── SELECTED EXTRACT ──

The letter of intent culminates months of negotiations that “we think is a terrific transaction for both of us,” Goff said. Crescent’s purchase of the 94%-leased, 1.1-million-sf Hughes Center in Las Vegas is “an important step in the execution of our strategic plan. We like the fact we can be a dominant player in such a high-growth market.”

Rouse’s $202 million in cash and debt assumption gives it a second large block in a market that it’s been looking to crack since 1997 when Crescent and Morgan Stanley sidelined it and others in the face-off to get the Woodlands from Mitchell Energy. Crescent’s up-front investment was $80 million for 42.5% interest in the Woodlands, but it took control two years ago by picking up an earned share to take its stake to 52.5%.

“It was logical for them (Rouse) to be interested,” Goff said. Crescent wasn’t actively marketing the asset although it fields calls every day from buyers interested in its residential holdings. Essentially, it was the right price at the right time. “I think we’ve demonstrated that we’re very dispassionate about the investments that we make from the standpoint we’d be willing to sell anything on the balance sheet provided we get appropriate value,” Goff stressed.

Crescent’s other residential holdings–Desert Mountain, Lake Tahoe and those held in partnership with Harry Frampton–carry a book value of $450 million, according to Crescent execs. Desert Mountain is down to 200 lots to sell so the FFO gain these days is now shifting toward the Frampton package, which includes Beaver Creek and Vail.

The Las Vegas inroad solely is aimed at office ownership, in keeping with Crescent’s game plan as the REIT taps a market with an annual positive absorption for the last two decades. Goff and team will be getting 1.1 million sf in a four-million-sf market.

───
── DATA PROVIDED ──

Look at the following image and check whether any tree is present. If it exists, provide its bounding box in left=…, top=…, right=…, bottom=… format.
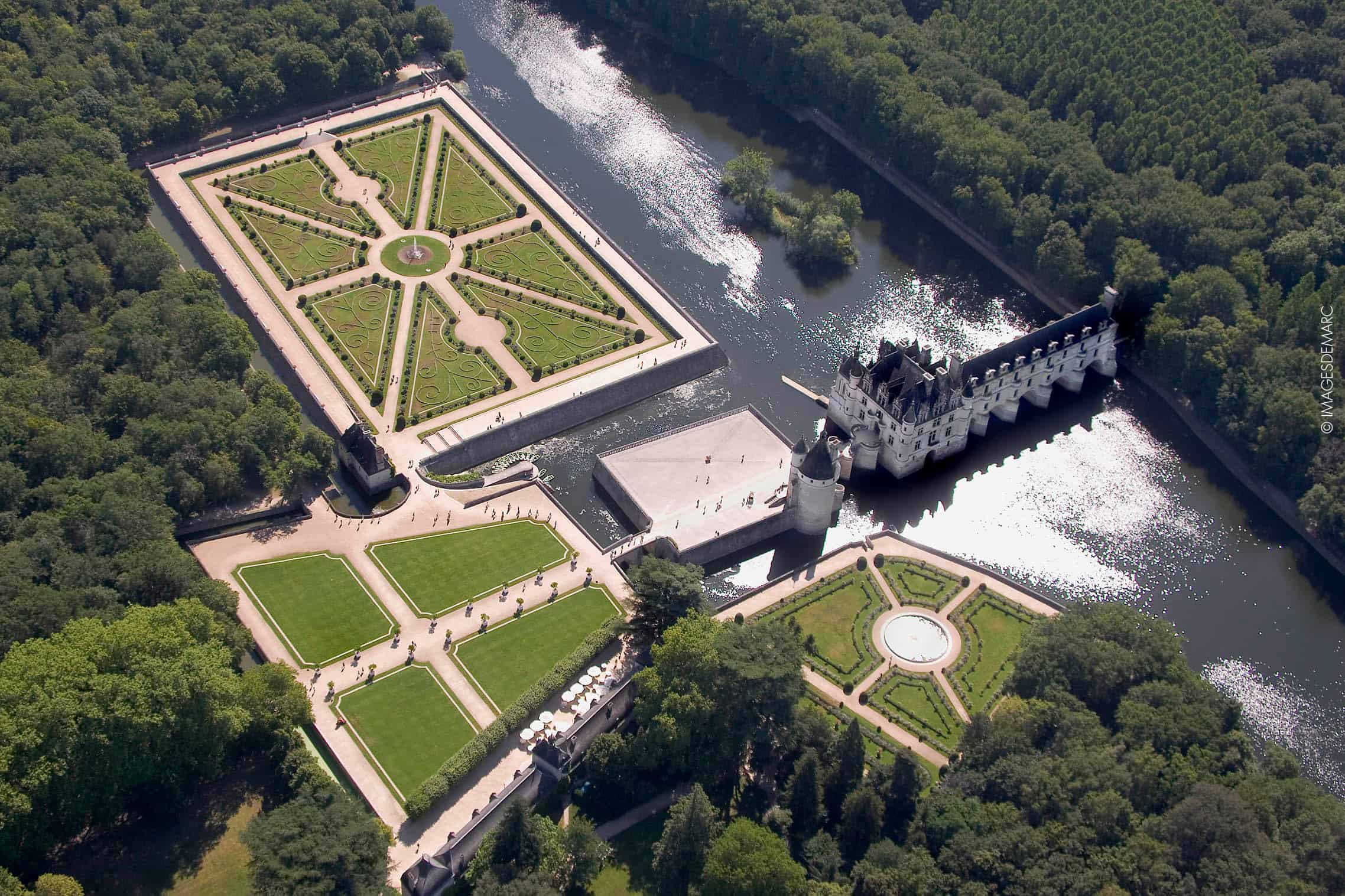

───

DIRECTIVE:
Pick up the article about Crescent's Woodlands sale and Hughes Center purchase after its last sentence and continue it.

TASK RESPONSE:
Hughes Center is home to 140 tenants, mostly financial institutions, with the largest holding less than 6% of the total space, Goff said, noting the built-in demand for needed class A expansion space.

The REIT is paying an extra $10 million for 13 acres of developable land that could support another 400,000 sf of office space. A building surely would rise if the right pre-leasing commitment comes along. The Las Vegas dynamics are such that just 95,000 sf of class A space is coming out of the ground in two suburban buildings, the first to rise in “three or four” years.

In 2005, 16% of the Hughes Center roster rolls, but it “doesn’t translate to exposure” due to the market dynamics, Goff added. The rent in the eight-building complex ranges from $26 per sf to $28 per sf; year-to-date rent growth is 5%.

On the Crescent buy side of the deal, the discount-to-replacement cost acquisition is “an irreplaceable location” that neighbors Steve Wynn’s near-$2-billion development.

Crescent’s Jerry Crenshaw, executive vice president and CFO, said the $223 million for Hughes Center breaks down to less than $200 per sf in a market with a going rate of $225 per sf. Crescent’s total buy-in is tantamount to a 60% loan to value, said Jane Mody, executive vice president of capital markets.